Prescription Painkiller Deaths Have Dropped 25% In States That Legalized Marijuana
In all states that have legalized medical marijuana, there has been a 25% reduction in deaths related to the overdose of legally prescribed painkillers.
There is still heated controversy in the United States about whether or not marijuana should be legalized for recreational use, let alone medicinal purposes. After reviewing a study published by the Journal of the American Medical Association in 2014, you’ll likely agree that it’s much safer for cannabis to be doled out than most prescription opioids.For the study, researchers analyzed all deaths caused by opioid overdoses between 1999 and 2010 in the U.S. Then, they determined the association between medical cannabis laws and opioid analgesic-related deaths using linear time-series regression models. The various models helped the researchers determine that in every state that legalized medical marijuana between the aforementioned years (a total of 13 states), there was a 25% reduction in deaths related to the overdose of legally prescribed painkillers.
“The difference is quite striking,” said Colleen Barry, the study’s co-author and health policy researcher at Johns Hopkins Bloomberg School of Public Health in Baltimore, to Newsweek.
It is hypothesized by the researchers that in states where medical marijuana is legal, patients are opting to smoke cannabis to alleviate their pain rather than consume prescription opiates, as the latter tend to cause side effects. In addition, marijuana accounts for 0 deaths per year, whereas overdose of opiates are responsible for over 14,000 deaths annually (source).

--------------------------------

* [Exercises]:
1. According to the article on painkiller deaths, is each statement true? Answer yes or no for each and quote the words from the article that decide it. (a) The study was published by the Journal of the American Medical Association in 2014. (b) The researchers looked at opioid overdose deaths from 1999 to 2010. (c) Twenty states legalized medical marijuana during the years studied.
2. In the article on painkiller deaths, where does Colleen Barry work as a health policy researcher?
3. List every distinct number in the article on painkiller deaths, each only once.
The items after this article were taken from a separate source.

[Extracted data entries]
--------------------------------

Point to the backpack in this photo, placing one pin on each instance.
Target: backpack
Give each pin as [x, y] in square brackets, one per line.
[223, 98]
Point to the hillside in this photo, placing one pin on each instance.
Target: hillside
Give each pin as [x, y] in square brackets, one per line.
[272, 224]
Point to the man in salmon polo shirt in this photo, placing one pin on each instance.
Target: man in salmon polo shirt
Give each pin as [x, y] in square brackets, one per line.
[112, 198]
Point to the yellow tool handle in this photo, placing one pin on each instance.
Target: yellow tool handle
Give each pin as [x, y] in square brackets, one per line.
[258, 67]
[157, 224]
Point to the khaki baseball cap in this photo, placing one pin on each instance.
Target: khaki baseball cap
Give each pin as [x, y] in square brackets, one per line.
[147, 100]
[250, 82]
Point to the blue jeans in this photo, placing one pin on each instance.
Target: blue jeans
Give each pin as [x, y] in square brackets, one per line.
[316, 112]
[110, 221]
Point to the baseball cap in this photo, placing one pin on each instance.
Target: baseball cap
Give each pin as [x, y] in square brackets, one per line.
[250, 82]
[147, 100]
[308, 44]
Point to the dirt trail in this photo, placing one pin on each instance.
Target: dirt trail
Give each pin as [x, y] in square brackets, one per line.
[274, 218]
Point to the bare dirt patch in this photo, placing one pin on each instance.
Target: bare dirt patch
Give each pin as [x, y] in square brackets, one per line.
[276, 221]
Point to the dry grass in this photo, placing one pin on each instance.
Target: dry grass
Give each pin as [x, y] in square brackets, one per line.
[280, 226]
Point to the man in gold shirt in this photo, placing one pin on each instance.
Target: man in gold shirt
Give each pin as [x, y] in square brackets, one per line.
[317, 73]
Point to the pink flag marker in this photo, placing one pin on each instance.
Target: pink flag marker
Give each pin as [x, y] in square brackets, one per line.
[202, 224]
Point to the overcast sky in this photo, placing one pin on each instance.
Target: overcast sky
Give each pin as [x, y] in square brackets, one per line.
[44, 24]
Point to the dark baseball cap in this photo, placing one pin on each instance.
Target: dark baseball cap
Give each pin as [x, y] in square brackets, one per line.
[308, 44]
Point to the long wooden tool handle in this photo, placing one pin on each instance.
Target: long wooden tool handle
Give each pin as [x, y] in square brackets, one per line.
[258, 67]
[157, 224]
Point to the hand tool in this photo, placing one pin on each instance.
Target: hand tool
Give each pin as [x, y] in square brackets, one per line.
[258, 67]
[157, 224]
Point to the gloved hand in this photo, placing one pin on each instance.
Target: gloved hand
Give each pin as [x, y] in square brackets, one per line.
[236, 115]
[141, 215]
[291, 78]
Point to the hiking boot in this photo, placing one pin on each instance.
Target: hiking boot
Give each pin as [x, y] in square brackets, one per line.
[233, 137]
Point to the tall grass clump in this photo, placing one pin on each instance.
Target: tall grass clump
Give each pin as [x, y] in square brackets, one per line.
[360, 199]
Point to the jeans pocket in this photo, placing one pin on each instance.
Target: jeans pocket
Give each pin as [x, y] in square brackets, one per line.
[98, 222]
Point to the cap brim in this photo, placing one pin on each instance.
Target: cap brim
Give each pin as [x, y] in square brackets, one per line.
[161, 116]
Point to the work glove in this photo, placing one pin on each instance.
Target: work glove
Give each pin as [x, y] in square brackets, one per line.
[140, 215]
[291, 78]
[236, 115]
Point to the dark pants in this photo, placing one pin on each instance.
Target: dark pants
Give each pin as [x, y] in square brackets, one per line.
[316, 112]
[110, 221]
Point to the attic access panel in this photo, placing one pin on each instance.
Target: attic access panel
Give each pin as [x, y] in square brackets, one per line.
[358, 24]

--------------------------------

* [Task-by-task answers]:
1.
(a) Yes: "a study published by the Journal of the American Medical Association in 2014"
(b) Yes: "researchers analyzed all deaths caused by opioid overdoses between 1999 and 2010 in the U.S."
(c) No: "(a total of 13 states)"

2. At Johns Hopkins Bloomberg School of Public Health in Baltimore.

3. 25%, 2014, 1999, 2010, 13, 0, 14,000